PROMPT: Lines before the one containing "Place a marker" are left out; that line and every line after it, through the end of the records, are to be reproduced exactly.

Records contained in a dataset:
↓↓↓

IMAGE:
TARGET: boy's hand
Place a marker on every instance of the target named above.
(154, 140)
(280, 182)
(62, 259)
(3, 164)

↑↑↑

THE ANSWER:
Place a marker on every instance of the target named above.
(154, 140)
(280, 182)
(62, 259)
(3, 164)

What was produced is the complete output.